▸ Task directions:
Could you output the post below about the car trouble and Son1, word for word and in full?

▸ Page text:
┄┄┄┄┄┄┄┄┄┄

The car is still an issue...I had it into the shop this morning - spent 2 hours sitting there. The tech ended up calling a tech line to get more info as he couldn't get it to act up. Eventually the decision was made to cut 3 wires and install separate fuses to each system that was controlled by the one fuse that was blowing. That will hopefully allow the problem system to be isolated and repaired. However over the last 2 weeks I've sunk almost $500.00 into the car so it's rather discouraging to know that I might have to take it back and have more work done on it. Additionally it completely quit on me on the way home - the tech and another guy actually had to drive out and get it running again. Apparently there was a loose connection that caused everything to quit.
Son1 is being challenging at the moment. His school counsellor who invested alot of time and energy into getting him to space camp is trying to get in touch with him to find out how it went. However some of the times she's called I've not been home and he won't pick up the phone. At least one other time he was too exhausted and emotional to talk. Right now he's refusing to call her back because he "doesn't like talking on the phone". I don't care much for it either (talking on the phone) but sometimes it has to be done. However when I suggest it he just gets upset and emotional. I'm at a loss.

┄┄┄┄┄┄┄┄┄┄

▸ Records supplied:
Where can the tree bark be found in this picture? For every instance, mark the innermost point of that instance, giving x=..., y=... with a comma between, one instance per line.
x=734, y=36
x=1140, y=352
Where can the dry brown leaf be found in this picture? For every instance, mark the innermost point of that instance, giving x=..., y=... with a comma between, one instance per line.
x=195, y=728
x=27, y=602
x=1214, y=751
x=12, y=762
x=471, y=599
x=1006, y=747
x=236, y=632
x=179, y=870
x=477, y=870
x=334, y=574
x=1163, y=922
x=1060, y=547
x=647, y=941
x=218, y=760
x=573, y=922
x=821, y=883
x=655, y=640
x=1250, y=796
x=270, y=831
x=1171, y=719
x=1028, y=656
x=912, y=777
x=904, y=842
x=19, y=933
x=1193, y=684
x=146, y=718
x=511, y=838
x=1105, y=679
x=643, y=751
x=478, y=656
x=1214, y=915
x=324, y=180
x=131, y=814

┄┄┄┄┄┄┄┄┄┄

▸ Response for this exercise:
The car is still an issue...I had it into the shop this morning - spent 2 hours sitting there. The tech ended up calling a tech line to get more info as he couldn't get it to act up. Eventually the decision was made to cut 3 wires and install separate fuses to each system that was controlled by the one fuse that was blowing. That will hopefully allow the problem system to be isolated and repaired. However over the last 2 weeks I've sunk almost $500.00 into the car so it's rather discouraging to know that I might have to take it back and have more work done on it. Additionally it completely quit on me on the way home - the tech and another guy actually had to drive out and get it running again. Apparently there was a loose connection that caused everything to quit.
Son1 is being challenging at the moment. His school counsellor who invested alot of time and energy into getting him to space camp is trying to get in touch with him to find out how it went. However some of the times she's called I've not been home and he won't pick up the phone. At least one other time he was too exhausted and emotional to talk. Right now he's refusing to call her back because he "doesn't like talking on the phone". I don't care much for it either (talking on the phone) but sometimes it has to be done. However when I suggest it he just gets upset and emotional. I'm at a loss.